* [EXERCISE PROMPT]: Give back all of the data verbatim.

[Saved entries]
· · · ·

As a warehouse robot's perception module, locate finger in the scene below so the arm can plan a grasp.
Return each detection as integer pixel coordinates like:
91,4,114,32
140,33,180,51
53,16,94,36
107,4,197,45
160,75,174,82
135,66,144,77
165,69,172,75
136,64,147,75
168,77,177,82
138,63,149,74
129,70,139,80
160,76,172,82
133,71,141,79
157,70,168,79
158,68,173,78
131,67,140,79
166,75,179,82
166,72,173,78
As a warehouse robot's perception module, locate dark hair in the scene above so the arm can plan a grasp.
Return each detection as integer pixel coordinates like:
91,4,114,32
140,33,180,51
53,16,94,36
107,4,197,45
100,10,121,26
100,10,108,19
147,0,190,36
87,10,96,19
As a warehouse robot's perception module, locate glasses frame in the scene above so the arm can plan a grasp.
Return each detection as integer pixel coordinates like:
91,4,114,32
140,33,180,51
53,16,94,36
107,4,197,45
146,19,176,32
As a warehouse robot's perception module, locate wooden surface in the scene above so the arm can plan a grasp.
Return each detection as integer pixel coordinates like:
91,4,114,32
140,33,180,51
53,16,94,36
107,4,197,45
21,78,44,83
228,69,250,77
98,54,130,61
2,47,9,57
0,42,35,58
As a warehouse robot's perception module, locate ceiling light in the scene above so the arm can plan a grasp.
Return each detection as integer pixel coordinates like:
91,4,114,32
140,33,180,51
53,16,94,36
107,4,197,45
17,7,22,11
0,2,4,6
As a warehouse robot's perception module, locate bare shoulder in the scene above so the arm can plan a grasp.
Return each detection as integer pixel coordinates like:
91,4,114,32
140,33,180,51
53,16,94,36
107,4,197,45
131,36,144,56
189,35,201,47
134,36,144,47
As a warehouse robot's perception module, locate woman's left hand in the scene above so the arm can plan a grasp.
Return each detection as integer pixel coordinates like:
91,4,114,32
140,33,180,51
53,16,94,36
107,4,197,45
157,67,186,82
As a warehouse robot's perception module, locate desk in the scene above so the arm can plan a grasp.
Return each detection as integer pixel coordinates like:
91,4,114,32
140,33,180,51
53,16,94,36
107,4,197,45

· · · ·

* [EXPECTED ANSWER]:
As a warehouse robot's perception module, locate finger in the scene below so the arm can plan a grasp.
Return each detection as integer pixel coordinates like:
91,4,114,32
140,33,180,51
53,16,94,36
107,4,197,45
160,75,174,82
135,66,144,77
165,69,172,75
136,64,147,75
168,77,177,82
138,63,149,74
129,70,139,80
160,76,172,82
133,71,141,79
157,70,168,79
158,68,173,78
131,67,140,79
166,75,179,82
166,72,173,78
As a warehouse robot's perception module, locate dark hair in the scene above so the arm can plan a grasp.
Return each detection as integer pixel coordinates like:
91,4,114,32
140,33,180,51
53,16,94,36
107,4,197,45
100,10,121,26
100,10,108,19
147,0,190,36
87,10,96,19
As a warehouse robot's perception module, locate glasses frame in the scene above so the arm can plan a grasp.
Return each detection as integer pixel coordinates like:
91,4,114,32
140,33,180,51
53,16,94,36
107,4,197,45
146,19,176,32
As a warehouse robot's perception module, locate wooden surface in the scene above so the arm can plan a grasp.
Return each detection as integer pixel coordinates like:
91,4,114,32
140,33,180,51
53,16,94,36
107,4,197,45
21,78,44,83
228,69,250,77
98,54,130,61
2,47,9,57
0,42,35,58
As a warehouse robot's perception module, locate ceiling light in the scene above so the arm can plan a grasp.
Return each detection as integer pixel coordinates like:
91,4,114,32
140,33,180,51
53,16,94,36
107,4,197,45
17,7,22,11
0,2,4,6
As a warehouse robot's perception module, locate bare shoulder in the scene above so the arm can plan a grasp.
Return each detection as integer pixel coordinates like:
91,4,114,32
140,33,180,51
53,16,94,36
107,4,197,45
131,36,144,56
189,35,201,47
134,36,144,47
As a warehouse robot's perception module, locate woman's left hand in the scene above so the arm can plan a grasp.
Return each detection as integer pixel coordinates like:
91,4,114,32
140,33,180,51
53,16,94,36
107,4,197,45
157,67,186,82
As a warehouse robot's perception module, locate desk in the scene above so the arm can plan a grasp.
Return each detection as integer pixel coordinates like:
91,4,114,32
140,33,180,51
53,16,94,36
107,4,197,45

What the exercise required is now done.